### [WRITTEN EXERCISE]
Quote the whole listing word for word. Do not include the pictures.

Dataset items
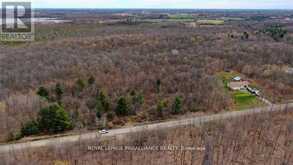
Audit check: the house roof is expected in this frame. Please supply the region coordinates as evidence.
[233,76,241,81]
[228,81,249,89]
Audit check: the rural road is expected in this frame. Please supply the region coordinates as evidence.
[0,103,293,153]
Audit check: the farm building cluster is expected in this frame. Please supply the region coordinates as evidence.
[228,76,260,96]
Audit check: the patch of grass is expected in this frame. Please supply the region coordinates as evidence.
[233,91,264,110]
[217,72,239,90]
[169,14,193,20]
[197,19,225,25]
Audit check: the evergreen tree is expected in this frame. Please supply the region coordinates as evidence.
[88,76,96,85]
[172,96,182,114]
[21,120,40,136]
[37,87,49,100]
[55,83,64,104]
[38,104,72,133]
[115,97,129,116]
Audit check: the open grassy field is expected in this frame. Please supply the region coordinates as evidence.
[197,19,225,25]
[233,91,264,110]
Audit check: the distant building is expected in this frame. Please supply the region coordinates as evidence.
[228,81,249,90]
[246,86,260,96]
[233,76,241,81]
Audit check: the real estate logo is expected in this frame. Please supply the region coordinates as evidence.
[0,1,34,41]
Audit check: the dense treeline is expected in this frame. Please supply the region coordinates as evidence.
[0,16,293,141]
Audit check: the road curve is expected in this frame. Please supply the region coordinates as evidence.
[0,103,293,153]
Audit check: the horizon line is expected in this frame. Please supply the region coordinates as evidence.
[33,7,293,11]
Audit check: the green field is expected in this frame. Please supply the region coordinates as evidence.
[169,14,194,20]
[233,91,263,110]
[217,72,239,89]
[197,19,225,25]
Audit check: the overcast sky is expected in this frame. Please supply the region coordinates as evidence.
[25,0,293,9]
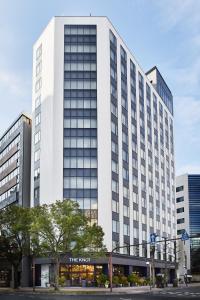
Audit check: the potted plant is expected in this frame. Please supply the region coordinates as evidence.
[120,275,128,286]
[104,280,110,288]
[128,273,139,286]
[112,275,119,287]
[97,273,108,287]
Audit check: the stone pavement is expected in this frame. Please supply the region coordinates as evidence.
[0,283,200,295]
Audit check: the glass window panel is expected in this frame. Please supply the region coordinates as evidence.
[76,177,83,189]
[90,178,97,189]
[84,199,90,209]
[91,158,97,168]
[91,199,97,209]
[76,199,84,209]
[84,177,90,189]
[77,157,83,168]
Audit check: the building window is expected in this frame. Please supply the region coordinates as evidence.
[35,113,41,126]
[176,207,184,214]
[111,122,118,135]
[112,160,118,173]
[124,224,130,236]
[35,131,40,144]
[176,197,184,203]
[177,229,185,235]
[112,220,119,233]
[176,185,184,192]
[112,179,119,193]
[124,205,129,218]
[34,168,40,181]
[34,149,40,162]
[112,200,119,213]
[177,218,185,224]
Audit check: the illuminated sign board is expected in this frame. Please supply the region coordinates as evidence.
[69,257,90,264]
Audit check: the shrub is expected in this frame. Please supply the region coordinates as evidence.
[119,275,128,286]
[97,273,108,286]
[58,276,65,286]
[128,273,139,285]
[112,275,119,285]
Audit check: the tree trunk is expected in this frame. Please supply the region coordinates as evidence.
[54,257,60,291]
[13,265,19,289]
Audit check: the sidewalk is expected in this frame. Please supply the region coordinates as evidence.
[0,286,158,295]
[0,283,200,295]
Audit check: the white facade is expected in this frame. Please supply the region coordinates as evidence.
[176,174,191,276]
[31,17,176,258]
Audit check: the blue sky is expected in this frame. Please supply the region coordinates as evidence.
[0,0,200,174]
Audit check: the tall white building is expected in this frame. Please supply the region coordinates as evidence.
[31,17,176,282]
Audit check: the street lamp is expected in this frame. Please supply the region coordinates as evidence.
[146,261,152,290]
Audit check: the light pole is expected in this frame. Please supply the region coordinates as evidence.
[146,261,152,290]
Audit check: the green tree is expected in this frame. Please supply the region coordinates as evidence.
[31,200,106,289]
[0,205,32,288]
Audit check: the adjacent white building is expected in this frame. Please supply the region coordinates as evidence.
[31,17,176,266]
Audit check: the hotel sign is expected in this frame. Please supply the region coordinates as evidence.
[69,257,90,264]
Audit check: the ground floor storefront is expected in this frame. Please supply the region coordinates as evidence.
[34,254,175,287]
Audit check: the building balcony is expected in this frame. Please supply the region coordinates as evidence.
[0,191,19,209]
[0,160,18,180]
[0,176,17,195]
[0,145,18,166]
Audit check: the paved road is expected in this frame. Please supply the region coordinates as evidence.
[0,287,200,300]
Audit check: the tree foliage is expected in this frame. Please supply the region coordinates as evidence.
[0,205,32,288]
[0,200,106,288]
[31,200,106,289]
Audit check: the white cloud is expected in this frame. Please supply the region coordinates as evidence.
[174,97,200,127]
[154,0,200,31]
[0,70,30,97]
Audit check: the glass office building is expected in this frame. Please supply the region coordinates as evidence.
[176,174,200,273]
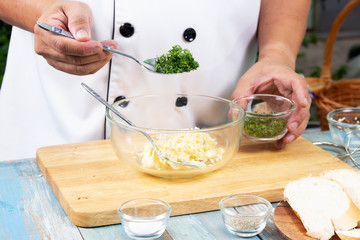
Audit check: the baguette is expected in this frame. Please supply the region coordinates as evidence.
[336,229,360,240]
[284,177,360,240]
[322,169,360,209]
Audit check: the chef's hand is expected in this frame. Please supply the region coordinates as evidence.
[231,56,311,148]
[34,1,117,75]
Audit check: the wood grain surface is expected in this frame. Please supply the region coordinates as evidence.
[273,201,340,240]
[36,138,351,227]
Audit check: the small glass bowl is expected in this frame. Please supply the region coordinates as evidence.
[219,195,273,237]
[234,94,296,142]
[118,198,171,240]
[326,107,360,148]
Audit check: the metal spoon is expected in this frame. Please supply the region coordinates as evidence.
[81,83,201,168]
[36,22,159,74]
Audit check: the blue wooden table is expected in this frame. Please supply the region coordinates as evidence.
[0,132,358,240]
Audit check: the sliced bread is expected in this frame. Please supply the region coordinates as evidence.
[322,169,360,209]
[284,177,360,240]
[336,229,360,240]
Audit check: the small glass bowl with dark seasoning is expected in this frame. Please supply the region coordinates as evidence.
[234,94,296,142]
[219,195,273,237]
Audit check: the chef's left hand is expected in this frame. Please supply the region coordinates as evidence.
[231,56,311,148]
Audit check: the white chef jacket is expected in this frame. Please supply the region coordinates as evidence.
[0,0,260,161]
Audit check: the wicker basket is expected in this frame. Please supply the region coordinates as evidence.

### [OUTPUT FOR THIS EXERCISE]
Audit check: the house roof is expected in this frame. Please supply the region coordinates as evidence.
[233,76,241,81]
[228,81,249,89]
Audit check: the rural road is expected in this frame. Please supply the region coordinates as evidence.
[0,103,293,153]
Audit check: the farm building cluster is expected in this frame. Please supply the region coordinates as evidence.
[228,76,260,96]
Audit check: the patch of grass is expected in this frame. Please supply the region coordinates as evidence.
[233,91,264,110]
[217,72,239,90]
[169,14,193,20]
[197,19,225,25]
Audit check: the evergreen tree is expected in this frame. Please supply the region coordinates as evidence.
[88,76,96,85]
[172,96,182,114]
[21,120,40,136]
[37,87,49,100]
[55,83,64,104]
[38,104,72,133]
[115,97,129,116]
Audit check: the open grassy field is expected in this frame. Please supply the region coordinates as evidence.
[197,19,225,25]
[233,91,264,110]
Audit check: the distant building is expected in this frame. Please supply the region coordinates as evidence.
[228,81,249,90]
[246,86,260,96]
[233,76,241,81]
Audit check: the real estate logo is expected in this frame. Please supply the region coordinates as evidence.
[0,1,34,41]
Audit check: the dense treeline is expected in this frame. Please supply the region coordinates as evidence.
[0,16,293,141]
Audit check: the road curve is expected in this frame. Please supply the region coordinates as evidence.
[0,103,293,153]
Audit check: the horizon line is expected in this frame. Please supply the region coordinates as evidence.
[33,7,293,11]
Audit check: the green field is expected in this frame. Please supply the region coordinates as evidence.
[169,14,194,20]
[233,91,263,110]
[217,72,239,89]
[197,19,225,25]
Audit check: the overcast sky is expected in this frame. Please supply the region coordinates as evidence.
[25,0,293,9]
Audit check: the potted plant is expected in this frame. Please supply the region coordinates as evidence.
[120,275,128,286]
[104,280,110,288]
[128,273,139,286]
[112,275,119,287]
[97,273,108,287]
Audit check: the stone pavement is expected in this frame. Please supply the region coordinates as evidence.
[0,283,200,295]
Audit check: the glass window panel is expected in this frame. Please supply the region coordinates as evidence.
[76,177,83,189]
[90,178,97,189]
[84,199,90,209]
[91,158,97,168]
[91,199,97,209]
[76,199,84,209]
[84,177,90,189]
[77,157,83,168]
Audit check: the building window is expected in this frame. Please supply the region coordinates as evidence.
[35,113,41,126]
[176,207,184,214]
[111,122,118,135]
[112,160,118,173]
[124,224,130,236]
[35,131,40,144]
[176,197,184,203]
[177,229,185,235]
[112,220,119,233]
[176,185,184,192]
[112,179,119,193]
[124,205,129,218]
[34,168,40,181]
[34,149,40,162]
[112,200,119,213]
[177,218,185,224]
Audit check: the illuminated sign board is expected in this frame. Please supply the region coordinates as evidence.
[69,257,90,264]
Audit check: the shrub is expected in this frame. Please supply the region coordinates as evidence.
[119,275,128,286]
[97,273,108,286]
[58,276,65,286]
[128,273,139,285]
[112,275,119,285]
Audit check: the tree trunk is expected in this frame. Please supply the region coordinates as evidence.
[54,257,60,291]
[13,265,19,289]
Audit check: the sidewalk is expected in this frame. Please supply the region coordinates as evidence.
[0,286,158,295]
[0,283,200,295]
Audit check: the white facade is expected in this frame. Please supply the region coordinates as evidence.
[176,174,191,276]
[31,17,176,258]
Audit check: the blue sky is expected in this frame. Please supply the region coordinates as evidence.
[0,0,200,174]
Audit check: the tall white building is expected in this frame. Please supply the region coordinates as evidence.
[31,17,176,282]
Audit check: the street lamp is expected in this frame. Please supply the region coordinates as evidence.
[146,261,152,290]
Audit check: the light pole is expected in this frame. Please supply the region coordinates as evidence.
[146,261,152,290]
Audit check: the green tree is expected in this frame. Please supply the region coordinates as evidence.
[31,200,106,289]
[0,205,32,288]
Audit check: the adjacent white building is expected in this frame. Please supply the region coordinates as evidence.
[31,17,176,266]
Audit check: the hotel sign is expected in this frame. Please supply the region coordinates as evidence.
[69,257,90,264]
Audit check: the ground floor storefront is expected in this frame. Please supply the region coordinates as evidence.
[34,254,175,287]
Audit check: the building balcony is expected in this frame. Please supply the region coordinates as evidence.
[0,191,19,209]
[0,160,18,180]
[0,176,17,195]
[0,145,18,166]
Audit check: the paved road is expected in this frame. Please supply the region coordinates as evidence.
[0,287,200,300]
Audit check: the tree foliage is expected in this frame. Please supply the region coordinates as evidence.
[0,205,32,288]
[0,200,106,288]
[31,200,106,289]
Audit check: the white cloud is expected in this frame. Please supply the region coordinates as evidence.
[174,97,200,127]
[154,0,200,31]
[0,70,30,97]
Audit check: the glass office building is expected in this frame. Please supply the region coordinates as evidence.
[176,174,200,273]
Audit check: the baguette is expected in this frame. Please supply the region coordinates as evidence.
[336,229,360,240]
[284,177,360,240]
[322,169,360,209]
Audit check: the chef's hand is expected in this frame. Please supply the region coordinates as evidence.
[231,56,311,148]
[34,1,117,75]
Audit check: the wood grain surface is expected in this frame. Please supply the region coordinates as evidence.
[273,201,340,240]
[36,138,351,227]
Audit check: the small glass bowl is expected in this frame. Please supply the region coordinates as evidence.
[219,195,273,237]
[234,94,296,142]
[118,198,171,240]
[326,107,360,148]
Audit check: the metal spoon is expected in this frame. Please supply the region coordinates as evidence.
[81,83,201,168]
[36,22,159,74]
Audit check: the blue wooden table is expected in this frame. Please supply the region coordinates as evidence.
[0,132,358,240]
Audit check: the sliced bread is expected in this frame. Please supply the region coordinates as evidence.
[322,169,360,209]
[284,177,360,240]
[336,229,360,240]
Audit check: the small glass bowl with dark seasoning is expected in this frame. Please supply the region coordinates as evidence.
[234,94,296,142]
[219,195,273,237]
Audit check: the chef's left hand is expected in this frame. Please supply the region coordinates as evidence.
[231,56,311,148]
Audit check: the white chef jacket is expected in this frame. Please supply the region coordinates as evidence.
[0,0,260,161]
Audit check: the wicker basket is expected in this frame. Please supply the region coordinates as evidence.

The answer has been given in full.